It helps to remember that Slater’s behavior challenged not only the law against exportation of technology, but also the system of apprenticeships that had developed in England since the sixteenth century. The 1563 Statute of Apprentices (also called the “Statute of Artificers,” referring to skilled workers who produce goods by hand) made an apprenticeship compulsory for anyone who wanted to enter a trade. This was no summer internship, but typically required a seven-year commitment to learning at the foot of a master in the trade, who in addition to training would also provide room and board. Although the apprenticeship “indenture” was similar in many ways to the general contract of indenture by which workers pledged themselves for a set period in return for some benefit such as a piece of land, its focus was instead on training. Indeed, many middle-class families would pay a hefty fee for their 14-year-old son (there were relatively few female apprentices) to learn from a well-regarded master.
Apprenticeship indenture contracts tended to constrain the young worker in ways that their modern counterparts would likely find unacceptable. The apprentice had to “gladly obey” the master’s commands, forego “Cards, Dice or any other unlawful Game” and avoid “Ale-Houses, Taverns and Play-Houses” (that is, theaters). But we also see in them some of the same restrictive covenants that are common in modern employment agreements. The apprentice had to “keep the said Master’s Secrets,” and in many cases agree not to compete with the master for seven more years after expiration of the apprenticeship (the English Statute of Monopolies of 1623 set the term of a patent at 14 years; coincidence?)

Provided information ::
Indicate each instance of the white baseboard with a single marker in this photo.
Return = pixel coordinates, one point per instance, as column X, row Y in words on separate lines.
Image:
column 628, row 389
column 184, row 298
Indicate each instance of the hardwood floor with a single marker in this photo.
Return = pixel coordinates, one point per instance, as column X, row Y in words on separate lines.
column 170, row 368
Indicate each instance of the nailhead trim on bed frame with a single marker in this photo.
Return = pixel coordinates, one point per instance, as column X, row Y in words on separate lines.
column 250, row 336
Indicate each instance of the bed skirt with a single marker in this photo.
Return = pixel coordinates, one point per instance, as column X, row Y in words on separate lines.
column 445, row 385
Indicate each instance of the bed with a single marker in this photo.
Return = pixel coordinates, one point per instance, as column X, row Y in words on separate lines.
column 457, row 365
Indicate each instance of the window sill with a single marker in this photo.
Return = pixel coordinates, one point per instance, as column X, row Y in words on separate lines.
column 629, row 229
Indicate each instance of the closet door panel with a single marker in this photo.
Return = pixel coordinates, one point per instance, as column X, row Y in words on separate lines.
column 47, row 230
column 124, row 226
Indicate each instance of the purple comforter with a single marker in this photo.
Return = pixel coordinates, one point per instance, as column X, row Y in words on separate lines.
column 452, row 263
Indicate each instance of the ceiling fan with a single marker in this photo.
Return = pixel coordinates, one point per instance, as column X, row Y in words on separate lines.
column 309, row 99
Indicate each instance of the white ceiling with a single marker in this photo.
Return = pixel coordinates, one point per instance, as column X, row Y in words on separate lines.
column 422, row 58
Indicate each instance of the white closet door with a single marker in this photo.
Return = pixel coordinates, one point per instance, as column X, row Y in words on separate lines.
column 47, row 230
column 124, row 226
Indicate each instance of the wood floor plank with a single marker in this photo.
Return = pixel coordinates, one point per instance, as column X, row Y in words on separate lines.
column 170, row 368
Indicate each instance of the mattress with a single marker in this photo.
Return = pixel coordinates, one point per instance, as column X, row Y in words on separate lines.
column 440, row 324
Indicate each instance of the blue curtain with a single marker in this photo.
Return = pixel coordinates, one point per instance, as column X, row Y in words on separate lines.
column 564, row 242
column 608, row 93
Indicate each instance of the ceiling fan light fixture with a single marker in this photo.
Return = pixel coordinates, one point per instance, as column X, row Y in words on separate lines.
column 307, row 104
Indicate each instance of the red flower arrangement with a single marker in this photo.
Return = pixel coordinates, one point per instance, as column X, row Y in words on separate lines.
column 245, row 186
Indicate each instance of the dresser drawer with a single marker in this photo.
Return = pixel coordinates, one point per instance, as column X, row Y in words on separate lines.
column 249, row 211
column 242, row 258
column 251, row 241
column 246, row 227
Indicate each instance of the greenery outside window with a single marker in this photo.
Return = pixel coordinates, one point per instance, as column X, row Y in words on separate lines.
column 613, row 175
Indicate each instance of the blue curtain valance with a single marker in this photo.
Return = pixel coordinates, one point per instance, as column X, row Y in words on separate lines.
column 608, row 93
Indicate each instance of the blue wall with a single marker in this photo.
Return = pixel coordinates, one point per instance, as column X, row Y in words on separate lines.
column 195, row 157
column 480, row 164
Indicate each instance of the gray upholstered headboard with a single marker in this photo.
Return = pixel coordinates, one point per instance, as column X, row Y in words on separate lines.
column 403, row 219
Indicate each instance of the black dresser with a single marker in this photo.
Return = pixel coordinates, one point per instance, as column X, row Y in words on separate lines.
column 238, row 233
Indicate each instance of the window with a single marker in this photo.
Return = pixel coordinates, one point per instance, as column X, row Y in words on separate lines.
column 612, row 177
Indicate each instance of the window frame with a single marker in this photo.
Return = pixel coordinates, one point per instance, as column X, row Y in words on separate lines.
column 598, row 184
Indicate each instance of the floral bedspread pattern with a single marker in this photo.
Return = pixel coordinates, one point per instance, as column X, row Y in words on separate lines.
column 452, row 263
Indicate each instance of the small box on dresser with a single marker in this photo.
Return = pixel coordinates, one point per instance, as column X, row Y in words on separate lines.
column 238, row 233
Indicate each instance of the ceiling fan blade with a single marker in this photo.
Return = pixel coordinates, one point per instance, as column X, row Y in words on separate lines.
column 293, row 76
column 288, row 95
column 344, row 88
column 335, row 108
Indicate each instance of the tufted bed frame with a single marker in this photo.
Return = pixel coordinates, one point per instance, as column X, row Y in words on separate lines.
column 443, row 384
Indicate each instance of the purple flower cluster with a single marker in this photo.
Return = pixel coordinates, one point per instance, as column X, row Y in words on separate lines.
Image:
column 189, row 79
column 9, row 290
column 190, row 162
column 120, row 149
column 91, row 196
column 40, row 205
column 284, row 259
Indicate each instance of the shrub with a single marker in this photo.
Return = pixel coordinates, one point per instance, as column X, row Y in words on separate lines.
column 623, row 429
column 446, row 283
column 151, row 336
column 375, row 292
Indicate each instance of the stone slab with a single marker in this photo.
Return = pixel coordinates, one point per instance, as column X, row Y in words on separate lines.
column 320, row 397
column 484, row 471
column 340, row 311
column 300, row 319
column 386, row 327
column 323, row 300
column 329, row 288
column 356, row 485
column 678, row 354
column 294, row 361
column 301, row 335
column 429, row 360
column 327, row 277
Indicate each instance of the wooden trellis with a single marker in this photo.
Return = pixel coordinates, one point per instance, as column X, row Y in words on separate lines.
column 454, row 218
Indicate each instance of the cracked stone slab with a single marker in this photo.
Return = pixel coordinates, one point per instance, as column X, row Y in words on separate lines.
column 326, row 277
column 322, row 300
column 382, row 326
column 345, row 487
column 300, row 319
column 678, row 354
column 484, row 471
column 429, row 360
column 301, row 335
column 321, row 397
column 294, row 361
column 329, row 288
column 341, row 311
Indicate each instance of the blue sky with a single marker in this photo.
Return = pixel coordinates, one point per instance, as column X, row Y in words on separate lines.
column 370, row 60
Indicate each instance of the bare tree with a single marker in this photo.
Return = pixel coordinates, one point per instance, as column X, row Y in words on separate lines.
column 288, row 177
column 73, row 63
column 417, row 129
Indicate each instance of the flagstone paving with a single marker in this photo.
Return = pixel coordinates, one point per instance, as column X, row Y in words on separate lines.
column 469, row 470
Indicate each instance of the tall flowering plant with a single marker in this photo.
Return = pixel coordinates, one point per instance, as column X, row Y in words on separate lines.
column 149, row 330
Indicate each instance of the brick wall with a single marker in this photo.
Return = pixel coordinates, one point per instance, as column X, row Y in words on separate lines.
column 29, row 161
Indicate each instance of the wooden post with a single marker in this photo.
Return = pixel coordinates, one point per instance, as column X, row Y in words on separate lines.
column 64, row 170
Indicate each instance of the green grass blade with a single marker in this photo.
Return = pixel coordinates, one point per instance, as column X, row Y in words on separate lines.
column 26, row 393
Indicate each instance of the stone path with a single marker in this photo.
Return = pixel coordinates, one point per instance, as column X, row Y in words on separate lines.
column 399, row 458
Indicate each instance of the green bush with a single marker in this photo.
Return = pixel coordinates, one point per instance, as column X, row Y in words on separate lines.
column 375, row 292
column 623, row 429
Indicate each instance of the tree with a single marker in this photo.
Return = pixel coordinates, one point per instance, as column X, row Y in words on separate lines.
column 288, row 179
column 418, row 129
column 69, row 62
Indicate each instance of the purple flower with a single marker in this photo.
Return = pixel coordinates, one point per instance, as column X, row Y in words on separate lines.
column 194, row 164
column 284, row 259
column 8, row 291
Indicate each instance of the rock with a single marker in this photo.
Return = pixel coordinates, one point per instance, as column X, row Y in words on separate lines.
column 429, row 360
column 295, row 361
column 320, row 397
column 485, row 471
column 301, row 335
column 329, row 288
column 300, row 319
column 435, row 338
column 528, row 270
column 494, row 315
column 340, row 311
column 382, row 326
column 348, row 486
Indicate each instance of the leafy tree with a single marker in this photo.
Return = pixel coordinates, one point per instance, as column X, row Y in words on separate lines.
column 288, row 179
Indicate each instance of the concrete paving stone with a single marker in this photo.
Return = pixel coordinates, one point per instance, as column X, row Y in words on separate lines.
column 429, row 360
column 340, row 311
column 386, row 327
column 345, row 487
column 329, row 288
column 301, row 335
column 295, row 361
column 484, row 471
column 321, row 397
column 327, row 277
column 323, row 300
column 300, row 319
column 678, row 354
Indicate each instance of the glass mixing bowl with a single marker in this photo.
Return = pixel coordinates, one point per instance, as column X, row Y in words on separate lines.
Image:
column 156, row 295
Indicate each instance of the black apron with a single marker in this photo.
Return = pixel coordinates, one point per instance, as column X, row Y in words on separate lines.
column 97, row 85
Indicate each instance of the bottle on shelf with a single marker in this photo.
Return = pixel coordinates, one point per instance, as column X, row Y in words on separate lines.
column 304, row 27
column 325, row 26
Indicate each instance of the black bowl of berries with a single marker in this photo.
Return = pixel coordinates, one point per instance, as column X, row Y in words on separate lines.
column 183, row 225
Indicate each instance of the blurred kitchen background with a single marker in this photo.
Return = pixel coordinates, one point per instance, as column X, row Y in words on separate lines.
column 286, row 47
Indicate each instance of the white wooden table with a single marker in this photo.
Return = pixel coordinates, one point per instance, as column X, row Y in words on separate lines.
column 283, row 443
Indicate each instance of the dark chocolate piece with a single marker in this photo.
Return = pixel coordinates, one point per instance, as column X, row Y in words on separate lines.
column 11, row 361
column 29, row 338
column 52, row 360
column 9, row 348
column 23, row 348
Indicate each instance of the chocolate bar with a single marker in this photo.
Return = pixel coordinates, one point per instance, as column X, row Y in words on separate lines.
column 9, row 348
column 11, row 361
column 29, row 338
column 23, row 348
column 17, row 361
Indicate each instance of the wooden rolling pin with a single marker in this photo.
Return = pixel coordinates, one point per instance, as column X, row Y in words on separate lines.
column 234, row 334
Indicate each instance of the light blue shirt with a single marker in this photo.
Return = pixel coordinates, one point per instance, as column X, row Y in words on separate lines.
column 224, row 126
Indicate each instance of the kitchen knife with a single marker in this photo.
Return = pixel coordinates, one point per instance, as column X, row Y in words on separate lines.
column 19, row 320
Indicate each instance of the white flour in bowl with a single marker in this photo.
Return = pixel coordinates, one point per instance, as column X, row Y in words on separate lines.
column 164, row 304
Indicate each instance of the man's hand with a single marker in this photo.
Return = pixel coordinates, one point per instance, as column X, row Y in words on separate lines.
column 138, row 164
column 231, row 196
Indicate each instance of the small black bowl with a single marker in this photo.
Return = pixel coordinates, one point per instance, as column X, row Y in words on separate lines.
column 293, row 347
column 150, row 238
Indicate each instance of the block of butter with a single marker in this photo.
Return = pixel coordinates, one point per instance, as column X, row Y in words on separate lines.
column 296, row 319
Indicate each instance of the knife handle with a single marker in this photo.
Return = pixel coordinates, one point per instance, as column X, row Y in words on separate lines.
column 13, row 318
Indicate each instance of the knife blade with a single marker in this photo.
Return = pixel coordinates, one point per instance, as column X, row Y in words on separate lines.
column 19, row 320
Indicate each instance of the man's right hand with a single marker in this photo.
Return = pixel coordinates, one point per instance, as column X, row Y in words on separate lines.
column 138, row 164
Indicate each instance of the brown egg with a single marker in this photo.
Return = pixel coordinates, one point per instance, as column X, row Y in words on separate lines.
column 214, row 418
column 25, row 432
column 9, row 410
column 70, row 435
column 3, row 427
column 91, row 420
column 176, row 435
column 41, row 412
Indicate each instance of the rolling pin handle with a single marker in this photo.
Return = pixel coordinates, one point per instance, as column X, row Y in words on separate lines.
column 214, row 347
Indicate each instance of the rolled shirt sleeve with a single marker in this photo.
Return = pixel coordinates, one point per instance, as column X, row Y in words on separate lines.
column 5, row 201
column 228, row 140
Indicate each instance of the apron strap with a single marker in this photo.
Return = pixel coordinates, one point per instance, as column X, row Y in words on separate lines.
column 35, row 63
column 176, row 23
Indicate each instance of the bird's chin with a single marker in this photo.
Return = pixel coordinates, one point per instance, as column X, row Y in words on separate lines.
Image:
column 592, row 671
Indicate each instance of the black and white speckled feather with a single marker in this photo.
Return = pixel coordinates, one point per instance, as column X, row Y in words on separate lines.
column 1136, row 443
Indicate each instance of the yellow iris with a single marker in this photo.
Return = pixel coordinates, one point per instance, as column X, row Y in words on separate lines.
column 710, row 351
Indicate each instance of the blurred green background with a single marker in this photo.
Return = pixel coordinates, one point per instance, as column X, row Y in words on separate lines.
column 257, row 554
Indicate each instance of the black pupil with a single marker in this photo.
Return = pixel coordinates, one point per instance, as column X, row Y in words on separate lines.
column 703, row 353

Short exercise ::
Extend the passage on Slater and English apprenticeship indentures, picking up right after its final sentence.

Response for this exercise ::
When Slater traveled to New England, he was responding to an advertised market need for skilled artisans. In the same year that Britain barred the export of textile technology, its colonies had begun to offer bounties for textile workers willing to emigrate. Pennsylvania’s was first, at £100, and following independence most states offered amounts up to £500. In effect, these were the signing bonuses of the nascent industrial revolution. Fast forward to today, when very skilled artificial intelligence professionals can command salaries of as much as $900,000. In an economy fueled by the expanding horizons of innovation, money talks and talent walks.
The recruiting side of this process comes with its own challenges and risks around contamination with information belonging to others, a subject we have examined before. But for the moment, let’s focus on how business gets employees to respect and protect the integrity of the company’s own data assets. Here, we need to distinguish between two types of restrictive agreements: (1) prohibiting competition for a period after the employment ends (a “noncompete”) and (2) prohibiting use or disclosure of the employer’s trade secrets (a “confidentiality” or “nondisclosure” contract).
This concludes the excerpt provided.